| What the task requires |
Nothing in the records should differ when they are repeated. Restate them word for word.

- - - - -

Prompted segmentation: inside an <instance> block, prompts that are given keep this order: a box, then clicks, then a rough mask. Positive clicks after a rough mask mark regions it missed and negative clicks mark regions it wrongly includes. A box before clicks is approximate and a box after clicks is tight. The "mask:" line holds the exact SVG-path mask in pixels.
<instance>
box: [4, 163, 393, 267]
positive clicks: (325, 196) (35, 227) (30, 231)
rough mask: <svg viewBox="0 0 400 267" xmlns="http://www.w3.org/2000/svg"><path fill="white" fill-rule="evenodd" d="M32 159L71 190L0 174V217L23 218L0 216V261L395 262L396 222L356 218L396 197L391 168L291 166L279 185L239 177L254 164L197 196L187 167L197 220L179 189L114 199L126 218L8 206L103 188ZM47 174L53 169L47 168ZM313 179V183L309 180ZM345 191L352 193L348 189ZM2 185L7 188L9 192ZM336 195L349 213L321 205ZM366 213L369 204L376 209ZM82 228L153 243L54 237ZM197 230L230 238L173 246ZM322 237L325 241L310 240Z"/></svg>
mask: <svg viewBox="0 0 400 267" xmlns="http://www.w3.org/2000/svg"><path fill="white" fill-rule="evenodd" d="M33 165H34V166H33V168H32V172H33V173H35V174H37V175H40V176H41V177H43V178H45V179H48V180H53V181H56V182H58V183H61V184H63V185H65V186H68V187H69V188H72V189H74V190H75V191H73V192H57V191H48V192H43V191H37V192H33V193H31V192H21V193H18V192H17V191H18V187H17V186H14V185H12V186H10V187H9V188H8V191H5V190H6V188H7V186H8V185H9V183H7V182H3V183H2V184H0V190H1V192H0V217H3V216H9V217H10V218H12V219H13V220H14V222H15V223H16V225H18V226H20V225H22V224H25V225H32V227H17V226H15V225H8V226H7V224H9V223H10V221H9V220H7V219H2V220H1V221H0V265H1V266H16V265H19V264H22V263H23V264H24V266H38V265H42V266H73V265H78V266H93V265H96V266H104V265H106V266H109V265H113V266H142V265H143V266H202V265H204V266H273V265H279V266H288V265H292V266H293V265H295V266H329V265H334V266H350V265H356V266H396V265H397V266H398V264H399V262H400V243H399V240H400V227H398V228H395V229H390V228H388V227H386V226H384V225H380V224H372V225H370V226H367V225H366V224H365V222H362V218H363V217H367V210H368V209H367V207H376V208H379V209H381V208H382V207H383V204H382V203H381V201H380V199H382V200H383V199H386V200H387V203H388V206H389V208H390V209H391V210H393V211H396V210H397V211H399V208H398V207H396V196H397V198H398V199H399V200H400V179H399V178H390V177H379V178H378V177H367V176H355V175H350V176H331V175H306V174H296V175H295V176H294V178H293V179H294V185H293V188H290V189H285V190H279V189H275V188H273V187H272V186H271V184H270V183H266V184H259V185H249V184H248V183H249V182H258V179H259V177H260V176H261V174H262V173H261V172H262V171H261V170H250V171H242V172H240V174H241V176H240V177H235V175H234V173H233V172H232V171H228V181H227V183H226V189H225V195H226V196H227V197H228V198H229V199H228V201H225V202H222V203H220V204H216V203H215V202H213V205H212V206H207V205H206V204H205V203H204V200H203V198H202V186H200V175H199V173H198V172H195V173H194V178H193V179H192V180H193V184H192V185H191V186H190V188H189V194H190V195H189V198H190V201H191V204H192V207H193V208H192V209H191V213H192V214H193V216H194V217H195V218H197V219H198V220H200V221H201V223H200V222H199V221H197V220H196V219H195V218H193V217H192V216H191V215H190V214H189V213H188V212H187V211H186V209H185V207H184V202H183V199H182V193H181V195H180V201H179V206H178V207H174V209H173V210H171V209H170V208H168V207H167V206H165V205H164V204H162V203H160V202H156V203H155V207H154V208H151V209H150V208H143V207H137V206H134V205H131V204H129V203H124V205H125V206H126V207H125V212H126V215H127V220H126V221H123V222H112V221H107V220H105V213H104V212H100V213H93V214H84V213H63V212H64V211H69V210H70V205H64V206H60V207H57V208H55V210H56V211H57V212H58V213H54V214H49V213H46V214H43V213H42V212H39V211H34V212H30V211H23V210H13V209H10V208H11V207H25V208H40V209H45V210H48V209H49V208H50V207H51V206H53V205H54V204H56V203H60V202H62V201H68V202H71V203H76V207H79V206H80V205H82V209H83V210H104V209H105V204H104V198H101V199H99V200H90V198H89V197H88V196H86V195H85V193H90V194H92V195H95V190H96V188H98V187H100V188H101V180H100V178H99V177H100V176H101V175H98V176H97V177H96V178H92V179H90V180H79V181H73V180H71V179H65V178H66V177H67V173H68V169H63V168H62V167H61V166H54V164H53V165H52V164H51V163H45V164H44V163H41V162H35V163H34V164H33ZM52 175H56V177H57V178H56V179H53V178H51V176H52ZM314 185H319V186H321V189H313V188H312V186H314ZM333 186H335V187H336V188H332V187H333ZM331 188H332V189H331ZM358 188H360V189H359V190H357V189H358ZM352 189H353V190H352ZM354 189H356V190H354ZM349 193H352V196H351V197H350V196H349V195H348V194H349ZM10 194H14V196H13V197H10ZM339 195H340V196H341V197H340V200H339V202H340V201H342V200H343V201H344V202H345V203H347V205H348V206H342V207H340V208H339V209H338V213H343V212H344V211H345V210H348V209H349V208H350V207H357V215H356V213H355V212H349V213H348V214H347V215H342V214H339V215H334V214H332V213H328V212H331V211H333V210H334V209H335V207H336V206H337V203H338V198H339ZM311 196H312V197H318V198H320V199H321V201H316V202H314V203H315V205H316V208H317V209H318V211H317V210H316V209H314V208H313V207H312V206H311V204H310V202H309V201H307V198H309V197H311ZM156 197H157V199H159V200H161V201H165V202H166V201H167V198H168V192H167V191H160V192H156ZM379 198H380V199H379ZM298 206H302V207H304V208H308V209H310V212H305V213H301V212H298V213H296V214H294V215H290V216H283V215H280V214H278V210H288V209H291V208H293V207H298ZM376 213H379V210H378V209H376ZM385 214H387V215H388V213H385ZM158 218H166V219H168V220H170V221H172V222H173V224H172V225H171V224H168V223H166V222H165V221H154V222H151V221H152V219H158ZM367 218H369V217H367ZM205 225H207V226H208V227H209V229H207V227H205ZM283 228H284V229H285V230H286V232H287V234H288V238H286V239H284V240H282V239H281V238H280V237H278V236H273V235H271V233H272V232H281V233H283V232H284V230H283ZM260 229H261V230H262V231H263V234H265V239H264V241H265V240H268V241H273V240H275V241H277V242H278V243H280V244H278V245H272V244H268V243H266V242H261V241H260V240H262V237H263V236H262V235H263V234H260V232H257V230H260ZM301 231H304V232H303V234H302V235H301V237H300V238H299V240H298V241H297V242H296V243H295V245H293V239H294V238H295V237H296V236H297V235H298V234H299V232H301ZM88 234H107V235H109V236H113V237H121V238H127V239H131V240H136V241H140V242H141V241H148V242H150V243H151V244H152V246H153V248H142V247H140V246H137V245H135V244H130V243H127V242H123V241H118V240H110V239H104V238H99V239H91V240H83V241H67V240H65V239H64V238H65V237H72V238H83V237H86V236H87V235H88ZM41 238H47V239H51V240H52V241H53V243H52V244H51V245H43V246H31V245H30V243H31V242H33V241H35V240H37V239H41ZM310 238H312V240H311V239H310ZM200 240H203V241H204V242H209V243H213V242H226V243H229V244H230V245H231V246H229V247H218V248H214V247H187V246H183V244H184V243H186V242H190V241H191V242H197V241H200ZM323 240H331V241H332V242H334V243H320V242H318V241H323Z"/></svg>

- - - - -

| Answer to this task |
Prompted segmentation: inside an <instance> block, prompts that are given keep this order: a box, then clicks, then a rough mask. Positive clicks after a rough mask mark regions it missed and negative clicks mark regions it wrongly includes. A box before clicks is approximate and a box after clicks is tight. The "mask:" line holds the exact SVG-path mask in pixels.
<instance>
box: [4, 163, 393, 267]
positive clicks: (325, 196) (35, 227) (30, 231)
rough mask: <svg viewBox="0 0 400 267" xmlns="http://www.w3.org/2000/svg"><path fill="white" fill-rule="evenodd" d="M32 159L71 190L0 174V217L23 218L0 216V261L395 262L396 222L356 218L396 197L391 168L291 166L279 185L239 177L254 164L197 196L187 167L197 220L179 189L114 199L126 218L8 206L103 188ZM47 174L53 169L47 168ZM313 179V183L309 180ZM345 191L352 193L348 189ZM2 185L7 188L9 192ZM336 195L349 213L321 205ZM366 213L369 204L376 209ZM82 228L153 243L54 237ZM197 230L230 238L173 246ZM322 237L325 241L310 240Z"/></svg>
mask: <svg viewBox="0 0 400 267" xmlns="http://www.w3.org/2000/svg"><path fill="white" fill-rule="evenodd" d="M33 165H34V166H33V168H32V172H33V173H35V174H37V175H40V176H41V177H43V178H45V179H48V180H53V181H56V182H58V183H61V184H63V185H65V186H68V187H69V188H72V189H74V190H75V191H73V192H57V191H48V192H43V191H37V192H33V193H31V192H21V193H18V192H17V191H18V187H17V186H14V185H12V186H10V187H9V188H8V191H5V190H6V188H7V186H8V185H9V183H7V182H3V183H2V184H0V190H1V192H0V217H3V216H9V217H10V218H12V219H13V220H14V222H15V223H16V225H18V226H20V225H22V224H25V225H32V227H17V226H15V225H8V226H7V224H9V223H10V221H9V220H7V219H2V220H1V221H0V265H1V266H16V265H19V264H22V263H23V264H24V266H38V265H42V266H73V265H78V266H93V265H96V266H104V265H106V266H109V265H113V266H142V265H143V266H202V265H204V266H273V265H279V266H288V265H292V266H293V265H295V266H329V265H334V266H350V265H356V266H396V265H397V266H398V264H399V262H400V243H399V240H400V227H398V228H395V229H390V228H388V227H386V226H384V225H380V224H372V225H370V226H367V225H366V224H365V222H362V218H363V217H367V210H368V209H367V207H376V208H379V209H381V208H382V207H383V204H382V203H381V201H380V199H382V200H383V199H386V200H387V203H388V206H389V208H390V209H391V210H393V211H396V210H397V211H399V208H398V207H396V196H397V198H398V199H399V200H400V179H399V178H390V177H379V178H378V177H367V176H355V175H350V176H331V175H306V174H296V175H295V176H294V178H293V179H294V185H293V188H290V189H285V190H279V189H275V188H273V187H272V186H271V184H270V183H266V184H259V185H249V184H248V183H249V182H258V179H259V177H260V176H261V174H262V173H261V172H262V171H261V170H250V171H242V172H240V174H241V176H240V177H235V175H234V173H233V172H232V171H228V181H227V183H226V189H225V195H226V196H227V197H228V198H229V199H228V201H225V202H222V203H220V204H216V203H215V202H213V205H212V206H207V205H206V204H205V203H204V200H203V198H202V186H200V175H199V173H198V172H195V173H194V178H193V179H192V180H193V184H192V185H191V186H190V188H189V194H190V195H189V198H190V201H191V204H192V207H193V208H192V209H191V213H192V214H193V216H194V217H195V218H197V219H198V220H200V221H201V223H200V222H199V221H197V220H196V219H195V218H193V217H192V216H191V215H190V214H189V213H188V212H187V211H186V209H185V207H184V202H183V199H182V193H181V195H180V201H179V206H178V207H174V209H173V210H171V209H170V208H168V207H167V206H165V205H164V204H162V203H160V202H156V203H155V207H154V208H151V209H150V208H143V207H137V206H134V205H131V204H129V203H124V205H125V206H126V207H125V212H126V215H127V220H126V221H123V222H112V221H107V220H105V213H104V212H100V213H93V214H84V213H63V212H64V211H69V210H70V205H64V206H60V207H57V208H55V210H56V211H57V212H58V213H54V214H49V213H46V214H43V213H42V212H39V211H34V212H30V211H23V210H13V209H10V208H11V207H25V208H40V209H45V210H48V209H49V208H50V207H51V206H53V205H54V204H56V203H60V202H62V201H68V202H71V203H76V207H79V206H80V205H82V209H83V210H104V209H105V204H104V198H101V199H99V200H90V198H89V197H88V196H86V195H85V193H90V194H92V195H95V190H96V188H98V187H100V188H101V180H100V178H99V177H100V176H101V175H98V176H97V177H96V178H92V179H90V180H79V181H73V180H71V179H65V178H66V177H67V173H68V169H63V168H62V167H61V166H54V164H53V165H52V164H51V163H45V164H44V163H41V162H35V163H34V164H33ZM52 175H56V177H57V178H56V179H53V178H51V176H52ZM314 185H319V186H321V189H313V188H312V186H314ZM333 186H335V187H336V188H332V187H333ZM331 188H332V189H331ZM358 188H360V189H359V190H357V189H358ZM352 189H353V190H352ZM354 189H356V190H354ZM349 193H352V196H351V197H350V196H349V195H348V194H349ZM10 194H14V196H13V197H10ZM339 195H340V196H341V197H340V200H339V202H340V201H342V200H343V201H344V202H345V203H347V205H348V206H342V207H340V208H339V209H338V213H343V212H344V211H345V210H348V209H349V208H350V207H357V215H356V213H355V212H349V213H348V214H347V215H342V214H339V215H334V214H332V213H328V212H331V211H333V210H334V209H335V207H336V206H337V203H338V198H339ZM311 196H312V197H318V198H320V199H321V201H316V202H314V203H315V205H316V208H317V209H318V211H317V210H316V209H314V208H313V207H312V206H311V204H310V202H309V201H307V198H309V197H311ZM156 197H157V199H159V200H161V201H165V202H166V201H167V198H168V192H167V191H160V192H156ZM379 198H380V199H379ZM298 206H302V207H304V208H308V209H310V212H305V213H301V212H298V213H296V214H294V215H290V216H283V215H280V214H278V210H288V209H291V208H293V207H298ZM376 213H379V210H378V209H376ZM385 214H387V215H388V213H385ZM158 218H166V219H168V220H170V221H172V222H173V224H172V225H171V224H168V223H166V222H165V221H154V222H151V221H152V219H158ZM367 218H369V217H367ZM205 225H207V226H208V227H209V229H207V227H205ZM283 228H284V229H285V230H286V232H287V234H288V238H286V239H284V240H282V239H281V238H280V237H278V236H273V235H271V233H272V232H281V233H283V232H284V230H283ZM260 229H261V230H262V231H263V234H265V239H264V241H265V240H268V241H273V240H275V241H277V242H278V243H280V244H278V245H272V244H268V243H266V242H261V241H260V240H262V237H263V236H262V235H263V234H260V232H257V230H260ZM301 231H304V232H303V234H302V235H301V237H300V238H299V240H298V241H297V242H296V243H295V245H293V239H294V238H295V237H296V236H297V235H298V234H299V232H301ZM88 234H107V235H109V236H113V237H121V238H127V239H131V240H136V241H140V242H141V241H148V242H150V243H151V244H152V246H153V248H142V247H140V246H137V245H135V244H130V243H127V242H123V241H118V240H110V239H104V238H99V239H91V240H83V241H67V240H65V239H64V238H65V237H72V238H83V237H86V236H87V235H88ZM41 238H47V239H51V240H52V241H53V243H52V244H51V245H43V246H31V245H30V243H31V242H33V241H35V240H37V239H41ZM310 238H312V240H311V239H310ZM200 240H203V241H204V242H209V243H213V242H226V243H229V244H230V245H231V246H229V247H218V248H214V247H187V246H183V244H184V243H186V242H190V241H191V242H197V241H200ZM323 240H331V241H332V242H334V243H320V242H318V241H323Z"/></svg>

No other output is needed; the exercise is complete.